Data records:
○ ○ ○ ○ ○ ○ ○
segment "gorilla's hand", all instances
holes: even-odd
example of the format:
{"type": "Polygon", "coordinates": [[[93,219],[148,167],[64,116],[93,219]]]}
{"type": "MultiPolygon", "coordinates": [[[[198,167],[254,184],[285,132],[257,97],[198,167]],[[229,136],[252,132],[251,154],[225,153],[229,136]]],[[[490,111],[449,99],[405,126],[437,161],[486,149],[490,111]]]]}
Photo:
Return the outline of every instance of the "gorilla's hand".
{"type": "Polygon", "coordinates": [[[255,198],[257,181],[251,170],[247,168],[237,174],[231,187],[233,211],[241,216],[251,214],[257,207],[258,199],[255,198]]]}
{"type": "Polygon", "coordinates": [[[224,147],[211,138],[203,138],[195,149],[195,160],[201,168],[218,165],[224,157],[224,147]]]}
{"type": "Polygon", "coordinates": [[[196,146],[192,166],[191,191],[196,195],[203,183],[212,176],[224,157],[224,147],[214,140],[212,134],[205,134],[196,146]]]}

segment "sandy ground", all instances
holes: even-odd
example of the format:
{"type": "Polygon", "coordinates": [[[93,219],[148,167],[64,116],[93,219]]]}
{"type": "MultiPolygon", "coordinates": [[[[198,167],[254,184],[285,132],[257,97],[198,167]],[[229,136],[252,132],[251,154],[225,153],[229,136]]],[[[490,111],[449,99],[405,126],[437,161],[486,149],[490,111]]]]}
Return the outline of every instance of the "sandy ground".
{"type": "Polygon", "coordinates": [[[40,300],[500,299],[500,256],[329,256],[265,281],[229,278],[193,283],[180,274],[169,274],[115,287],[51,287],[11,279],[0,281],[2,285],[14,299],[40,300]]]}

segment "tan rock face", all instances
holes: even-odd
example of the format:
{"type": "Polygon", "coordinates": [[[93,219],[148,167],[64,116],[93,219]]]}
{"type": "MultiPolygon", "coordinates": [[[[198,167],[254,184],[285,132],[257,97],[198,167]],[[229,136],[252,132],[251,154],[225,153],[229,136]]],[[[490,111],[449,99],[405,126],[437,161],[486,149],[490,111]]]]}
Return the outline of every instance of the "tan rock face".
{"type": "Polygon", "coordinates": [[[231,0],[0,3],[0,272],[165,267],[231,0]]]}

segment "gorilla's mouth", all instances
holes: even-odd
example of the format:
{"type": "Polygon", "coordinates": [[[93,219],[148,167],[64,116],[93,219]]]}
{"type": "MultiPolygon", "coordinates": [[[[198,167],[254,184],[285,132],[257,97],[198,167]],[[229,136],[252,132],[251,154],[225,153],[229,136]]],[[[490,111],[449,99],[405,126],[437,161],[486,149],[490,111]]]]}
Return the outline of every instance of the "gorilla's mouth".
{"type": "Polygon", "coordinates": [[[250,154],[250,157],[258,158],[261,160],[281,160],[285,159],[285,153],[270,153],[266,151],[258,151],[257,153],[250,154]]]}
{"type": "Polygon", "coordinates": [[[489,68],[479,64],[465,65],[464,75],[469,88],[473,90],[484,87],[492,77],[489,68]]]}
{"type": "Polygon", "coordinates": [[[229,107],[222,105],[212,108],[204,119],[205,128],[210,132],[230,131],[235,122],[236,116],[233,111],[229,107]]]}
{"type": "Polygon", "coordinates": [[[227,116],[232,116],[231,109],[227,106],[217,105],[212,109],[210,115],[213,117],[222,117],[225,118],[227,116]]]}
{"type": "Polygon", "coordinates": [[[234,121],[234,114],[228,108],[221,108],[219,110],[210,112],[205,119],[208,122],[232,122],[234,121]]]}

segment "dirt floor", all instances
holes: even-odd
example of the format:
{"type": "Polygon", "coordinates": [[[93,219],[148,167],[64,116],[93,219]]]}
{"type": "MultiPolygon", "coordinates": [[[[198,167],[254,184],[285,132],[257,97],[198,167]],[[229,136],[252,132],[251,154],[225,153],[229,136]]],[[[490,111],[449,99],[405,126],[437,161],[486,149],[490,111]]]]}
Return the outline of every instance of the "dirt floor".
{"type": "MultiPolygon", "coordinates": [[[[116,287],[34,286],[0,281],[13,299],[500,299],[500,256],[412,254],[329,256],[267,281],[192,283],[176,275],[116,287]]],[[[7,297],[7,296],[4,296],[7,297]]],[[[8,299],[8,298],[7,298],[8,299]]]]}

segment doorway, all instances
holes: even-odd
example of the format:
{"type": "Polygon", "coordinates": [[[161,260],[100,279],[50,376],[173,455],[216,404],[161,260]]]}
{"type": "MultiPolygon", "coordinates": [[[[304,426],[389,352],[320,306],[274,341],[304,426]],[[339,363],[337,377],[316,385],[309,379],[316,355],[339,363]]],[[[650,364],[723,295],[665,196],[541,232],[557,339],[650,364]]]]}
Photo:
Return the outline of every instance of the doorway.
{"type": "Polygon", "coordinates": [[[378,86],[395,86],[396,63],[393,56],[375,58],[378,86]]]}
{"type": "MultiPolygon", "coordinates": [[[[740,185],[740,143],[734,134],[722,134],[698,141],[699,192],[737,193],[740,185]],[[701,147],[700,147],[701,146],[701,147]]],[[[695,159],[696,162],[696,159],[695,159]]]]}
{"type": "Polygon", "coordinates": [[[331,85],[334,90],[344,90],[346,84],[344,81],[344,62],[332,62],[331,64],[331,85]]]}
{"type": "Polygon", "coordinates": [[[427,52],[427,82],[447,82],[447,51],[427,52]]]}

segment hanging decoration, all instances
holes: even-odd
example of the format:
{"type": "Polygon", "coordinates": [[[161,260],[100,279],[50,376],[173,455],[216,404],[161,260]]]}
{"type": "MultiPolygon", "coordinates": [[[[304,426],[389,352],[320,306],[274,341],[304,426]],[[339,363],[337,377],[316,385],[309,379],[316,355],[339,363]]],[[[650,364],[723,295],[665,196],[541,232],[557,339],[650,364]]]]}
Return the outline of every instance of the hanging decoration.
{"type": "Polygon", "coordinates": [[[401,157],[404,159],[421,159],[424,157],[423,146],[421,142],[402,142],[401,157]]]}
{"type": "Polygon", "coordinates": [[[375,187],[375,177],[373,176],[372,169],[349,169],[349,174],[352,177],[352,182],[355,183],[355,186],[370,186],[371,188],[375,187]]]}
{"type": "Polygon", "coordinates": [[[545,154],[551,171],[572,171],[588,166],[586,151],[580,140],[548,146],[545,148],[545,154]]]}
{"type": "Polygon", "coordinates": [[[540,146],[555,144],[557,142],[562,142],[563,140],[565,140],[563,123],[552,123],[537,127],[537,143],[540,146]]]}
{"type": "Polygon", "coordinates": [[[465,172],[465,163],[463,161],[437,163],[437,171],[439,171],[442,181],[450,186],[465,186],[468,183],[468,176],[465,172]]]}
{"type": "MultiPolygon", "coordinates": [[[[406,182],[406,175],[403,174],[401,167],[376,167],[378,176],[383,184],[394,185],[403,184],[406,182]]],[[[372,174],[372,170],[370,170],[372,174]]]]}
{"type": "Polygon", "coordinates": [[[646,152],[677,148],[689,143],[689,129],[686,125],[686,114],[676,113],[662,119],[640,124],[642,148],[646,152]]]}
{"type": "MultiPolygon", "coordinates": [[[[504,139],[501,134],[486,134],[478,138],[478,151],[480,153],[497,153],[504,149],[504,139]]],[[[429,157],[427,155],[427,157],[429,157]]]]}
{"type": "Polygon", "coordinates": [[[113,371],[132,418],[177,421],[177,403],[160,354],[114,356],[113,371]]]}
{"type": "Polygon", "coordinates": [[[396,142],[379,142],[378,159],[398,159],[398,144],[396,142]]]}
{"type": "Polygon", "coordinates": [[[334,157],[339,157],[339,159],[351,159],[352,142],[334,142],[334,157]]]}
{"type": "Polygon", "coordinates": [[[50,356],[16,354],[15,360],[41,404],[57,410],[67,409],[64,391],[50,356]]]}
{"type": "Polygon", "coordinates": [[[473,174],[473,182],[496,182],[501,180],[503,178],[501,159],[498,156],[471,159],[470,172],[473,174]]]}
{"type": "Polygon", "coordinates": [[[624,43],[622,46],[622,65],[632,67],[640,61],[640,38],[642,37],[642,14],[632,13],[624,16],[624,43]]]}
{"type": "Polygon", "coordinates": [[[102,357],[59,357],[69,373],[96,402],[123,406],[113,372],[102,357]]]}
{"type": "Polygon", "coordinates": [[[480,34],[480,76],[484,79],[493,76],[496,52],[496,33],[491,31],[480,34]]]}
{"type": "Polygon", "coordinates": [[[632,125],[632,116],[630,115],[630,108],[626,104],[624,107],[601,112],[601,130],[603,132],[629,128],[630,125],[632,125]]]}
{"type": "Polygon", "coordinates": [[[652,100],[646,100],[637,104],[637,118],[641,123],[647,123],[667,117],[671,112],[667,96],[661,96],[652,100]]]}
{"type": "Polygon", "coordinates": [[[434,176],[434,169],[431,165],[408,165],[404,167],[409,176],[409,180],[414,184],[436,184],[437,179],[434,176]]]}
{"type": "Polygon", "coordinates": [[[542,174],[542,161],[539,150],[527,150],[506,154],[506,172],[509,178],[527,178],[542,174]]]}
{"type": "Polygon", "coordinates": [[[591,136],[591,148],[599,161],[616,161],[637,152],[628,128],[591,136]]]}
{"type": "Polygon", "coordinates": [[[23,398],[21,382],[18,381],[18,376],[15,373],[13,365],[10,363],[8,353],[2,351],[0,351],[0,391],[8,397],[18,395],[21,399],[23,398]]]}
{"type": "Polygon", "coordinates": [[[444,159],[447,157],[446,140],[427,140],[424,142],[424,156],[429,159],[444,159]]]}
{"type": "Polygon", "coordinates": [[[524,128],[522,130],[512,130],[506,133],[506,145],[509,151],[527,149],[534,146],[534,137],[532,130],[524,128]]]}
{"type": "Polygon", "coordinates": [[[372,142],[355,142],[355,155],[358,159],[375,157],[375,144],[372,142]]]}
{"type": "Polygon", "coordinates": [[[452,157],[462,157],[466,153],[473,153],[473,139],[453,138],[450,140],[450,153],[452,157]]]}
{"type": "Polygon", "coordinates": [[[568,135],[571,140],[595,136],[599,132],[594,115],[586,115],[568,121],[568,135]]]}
○ ○ ○ ○ ○ ○ ○
- What you are asked to do -
State how many lines above contain the string "instances", with no other words.

- Solution -
7